## TEXT
>> Start

# Turkey loads



## Minnowhead

I’ve officially used up the last of my Winchester Supremes. By far my favorite turkey load. 
So now I’m seeing Winchester doesn’t market them anymore. They’ve introduced Longbeards. I’m guessing these are the same only new name and box? 
My buddy switched over to the Hevi-Shot Magblends. But I’m not convinced I want to spend the money on those for just 5 shells.


----------



## Eye Dr

i Shoot the longbeards out of my 12 and 20 guages. Best patterns I’ve ever had. Try them. I think you will see a big difference over the supreme’s in not only tighter patterns, but distance too.


----------



## lawrence1

Best patterns I've ever had too! I patterned two Hastings choke tubes, .665 and .655, #5's patterned best for me out of the .665
Previously used Supremes and before that Federals. Shot birds from 5yds to 43yds. You always have the close shot with any load but not vice versa. Yes we'd all like them in our lap but that's just not the reality.
Also of importance is a precise aiming point. I use fiber optic rifle type sights.


https://www.nwtf.org/about/state-news/records-fall-champions-crowned-still-target-championship


----------



## fireline

I have been shooting the Winchester Supremes for a long time, I find them at gun shows from time to time for $8-$10 a box and have several year supply.

>> End

## PROVIDED INFORMATION
>> Start

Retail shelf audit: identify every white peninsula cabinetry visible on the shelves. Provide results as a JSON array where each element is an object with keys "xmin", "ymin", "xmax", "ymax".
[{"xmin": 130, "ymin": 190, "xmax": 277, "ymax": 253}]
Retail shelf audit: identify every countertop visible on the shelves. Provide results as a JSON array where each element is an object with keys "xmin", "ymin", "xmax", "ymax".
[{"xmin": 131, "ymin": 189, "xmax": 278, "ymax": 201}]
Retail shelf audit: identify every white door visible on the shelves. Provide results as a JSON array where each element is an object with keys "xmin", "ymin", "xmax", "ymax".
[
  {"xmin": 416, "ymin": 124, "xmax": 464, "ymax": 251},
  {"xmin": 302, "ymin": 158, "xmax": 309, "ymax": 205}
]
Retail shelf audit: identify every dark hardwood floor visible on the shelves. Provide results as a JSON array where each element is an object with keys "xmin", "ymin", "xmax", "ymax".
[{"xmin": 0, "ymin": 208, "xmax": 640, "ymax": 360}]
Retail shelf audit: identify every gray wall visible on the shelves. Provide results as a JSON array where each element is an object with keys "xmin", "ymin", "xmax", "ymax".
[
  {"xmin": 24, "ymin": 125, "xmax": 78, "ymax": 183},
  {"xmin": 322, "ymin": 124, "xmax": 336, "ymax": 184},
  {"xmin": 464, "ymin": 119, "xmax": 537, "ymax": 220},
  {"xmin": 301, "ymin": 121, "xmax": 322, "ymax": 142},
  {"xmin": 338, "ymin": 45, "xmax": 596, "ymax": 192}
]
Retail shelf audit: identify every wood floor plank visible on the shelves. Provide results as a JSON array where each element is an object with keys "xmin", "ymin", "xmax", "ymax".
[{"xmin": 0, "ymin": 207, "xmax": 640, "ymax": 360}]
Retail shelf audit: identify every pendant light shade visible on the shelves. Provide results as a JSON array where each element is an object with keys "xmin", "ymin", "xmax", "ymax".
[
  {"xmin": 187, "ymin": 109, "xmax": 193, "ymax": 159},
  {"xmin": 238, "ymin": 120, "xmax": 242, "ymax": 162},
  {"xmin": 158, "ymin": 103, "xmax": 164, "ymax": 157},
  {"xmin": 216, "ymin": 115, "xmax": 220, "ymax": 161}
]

>> End

## TASK TO COMPLETE
Resume the forum thread on turkey loads after the last post shown. The records were drawn from a separate source.

## ANSWER TO THIS EXERCISE
----------



## M.Magis

Supremes have been my favorite since they came out. I just bought a new box 2 weeks ago, the gun shop had a full selection, along with Longbeards. I don’t think Supremes been discontinued.


----------



## Minnowhead

Winchester Supreme High Velocity are the shot shells with the black hulls. The Winchester Supremes Double XX are the red hulls and are still available.


----------



## M.Magis

These are the Supreme HV, same ones I’ve shot for 15+ years. 
A quick search online shows them available on most websites that sell ammo.


----------



## Redheads

Minnowhead said:


> I’ve officially used up the last of my Winchester Supremes. By far my favorite turkey load.
> So now I’m seeing Winchester doesn’t market them anymore. They’ve introduced Longbeards. I’m guessing these are the same only new name and box?
> My buddy switched over to the Hevi-Shot Magblends. But I’m not convinced I want to spend the money on those for just 5 shells.





Minnowhead said:


> Winchester Supreme High Velocity are the shot shells with the black hulls. The Winchester Supremes Double XX are the red hulls and are still available.


The double XX are not red hull or last year when i bought more they were not..still black.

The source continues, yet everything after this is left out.